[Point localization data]

================

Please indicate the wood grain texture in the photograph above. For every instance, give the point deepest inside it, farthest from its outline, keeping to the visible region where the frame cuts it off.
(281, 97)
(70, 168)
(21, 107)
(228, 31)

================

YOUR TASK
Set down the data in full, word for word.

TASK OUTPUT
Please indicate the wood grain texture in the photograph above. For every instance, give the point deepest inside it, farthest from its outline, keeping to the visible region where the frame cuts it off.
(281, 97)
(70, 168)
(21, 107)
(228, 31)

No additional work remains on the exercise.